◆ **SET OF TASKS**:
a) In the tiny-houses post, how big is the house that Harold "Hap" Morgan is in line for?
b) Return the words of the tiny-houses post starting with "Btw, I noticed" and going on through "are environmentally friendly....", copied word for word.
c) Continue the tiny-houses post, picking up after its last sentence.

Monday, March 10, 2014

Sunday Globe Spring Back: Occupy-Supplied Outhouse

"A 99-square-foot house built through the nonprofit Occupy Madison Build, or OM Build, run by former organizers with the Occupy movement. The group hopes to create a cluster of tiny houses, which cost about $5,000, fits a double bed with overhead storage, a small table, and a small room with a compostable toilet. The houses don’t have electricity, water, bathrooms, showers, or kitchens, but separate shared buildings do." 

Remember the old tenements you read about in school books? They are coming back!

"Tiny houses help address nation’s homeless problem" by Carrie Antlfinger |  Associated Press, March 02, 2014

MADISON, Wis. — While tiny houses have been attractive for those wanting to downsize or simplify their lives for financial or environmental reasons, there’s another population benefiting from the small-dwelling movement: the homeless.

Good, because there are more of them every day even if the coverage has stopped. 

Related: 

Boston 4th for income gap between rich and poor
Luxury businesses find fertile ground in Boston
Protesters highlight Chinatown’s affordable housing crisis

I guess that ought to clean up a few things. 

Also see: Second Grade Protest Was Controlled Opposition 

And now Occupy has been co-opted. 

Btw, I noticed the only place where downsizing is not popular with my pre$$ is the concentration of wealth at the top (they scaling back their mansions and property holdings in the name of altruism, too?).

There’s a growing effort across the nation from advocates and religious groups to build these compact buildings because they are cheaper than a traditional large-scale shelter, help the recipients socially because they are built in communal settings, and are environmentally friendly....

I'm so sick of the agenda being shoved in our faces. What about all the foreclosed homes that are empty? Couldn't put 'em up there?

Harold ‘‘Hap’’ Morgan is in line for a 99-square-foot house built through the nonprofit Occupy Madison Build, or OM Build, run by former organizers with the Occupy movement. The group hopes to create a cluster of tiny houses like those in Olympia, Wash., and Eugene and Portland, Ore.

Nonprofit, huh? 

"nonprofits provide new ways for corporations and individuals to influence" 

And I was already suspicious seeing this cheerleading piece on all the "good work" Occupy is doing. 

Of course, none of this is addressing the root of their complaints, the wealth inequality that has only grown since the movement was shut down over two years ago. 

Many have been built with donated materials and volunteer labor, sometimes from the people who will live in them. Most require residents to behave appropriately, avoid drugs and alcohol, and help maintain the properties.

◆ **DATA LISTING**:
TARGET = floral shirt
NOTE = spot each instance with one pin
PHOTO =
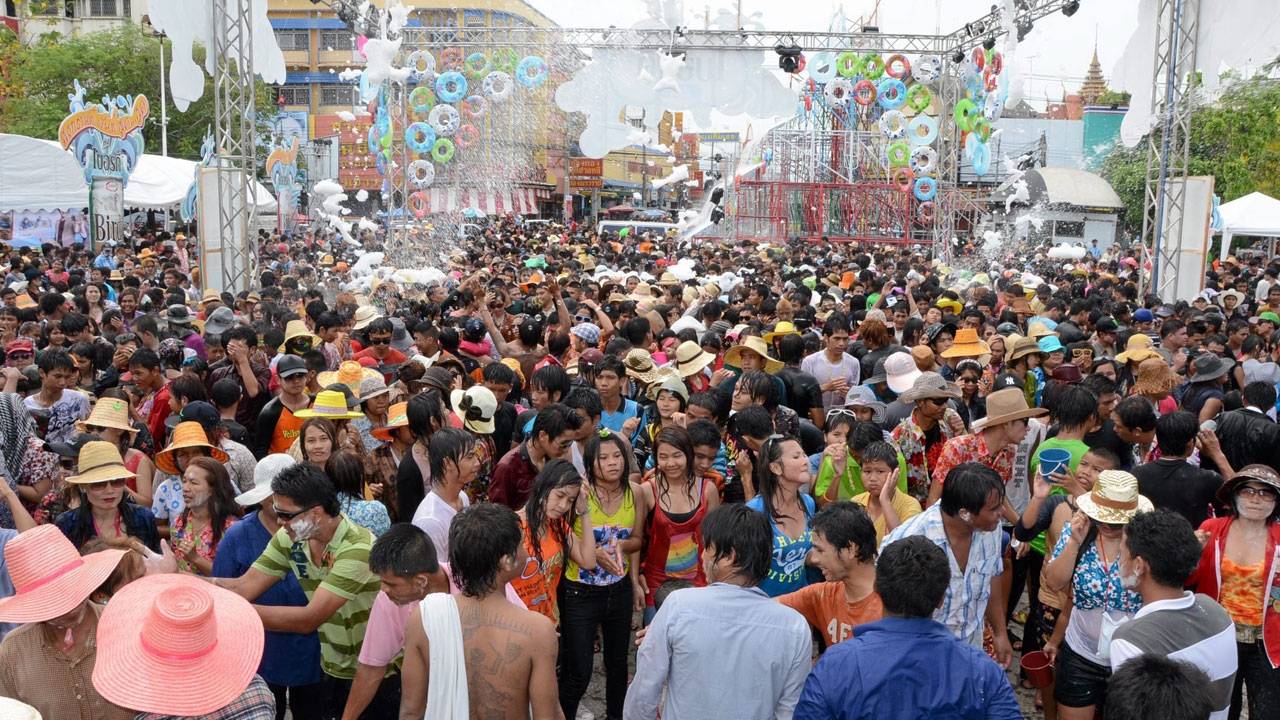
(973, 447)
(205, 545)
(910, 442)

◆ **RESULTS OF THE EXERCISE**:
a) 99 square feet.

b)
Btw, I noticed the only place where downsizing is not popular with my pre$$ is the concentration of wealth at the top (they scaling back their mansions and property holdings in the name of altruism, too?).

There’s a growing effort across the nation from advocates and religious groups to build these compact buildings because they are cheaper than a traditional large-scale shelter, help the recipients socially because they are built in communal settings, and are environmentally friendly....

c)
Still, sometimes neighbors have not been receptive.

Friendly Amurkns, right?

Linda Brown, who can see the proposed site for Madison’s tiny houses from her living room window, said she worries about noise and what her neighbors would be like.

Organizer Brenda Konkel hopes to allay concerns by the time the City Council votes in May on the group’s application to rezone the site of a former auto body shop to place the houses there. Plans include gardens, a chicken coop, and possibly beehives on the grounds, as well as showers and bathrooms in the main building.

‘‘ I think there is some ways we can be a real asset to the neighborhood,’’ she said.

The group has already built one house that’s occupied by a couple and parked on the street. A volunteer moves it every 24 or 48 hours as required by city ordinances.

The house, which cost about $5,000, fits a double bed with overhead storage, a small table, and a small room with a compostable toilet. There’s no plumbing or electricity, but the home is insulated and has a propane heater to get the residents through harsh winters.

Organizers want to eventually add solar panels.

Morgan, who has struggled with a spinal cord surgery, alcohol addiction, and unemployment, lives in a trailer provided by OM Build. He hopes to work as a cook again.

‘‘My goal is to go back to that and get my own place, but it’s really nice to have this to fall back on,’’ he said.

The tiny house effort in Eugene, Ore., sprung up after the city shut down an Occupy encampment that turned into a tent city for the homeless.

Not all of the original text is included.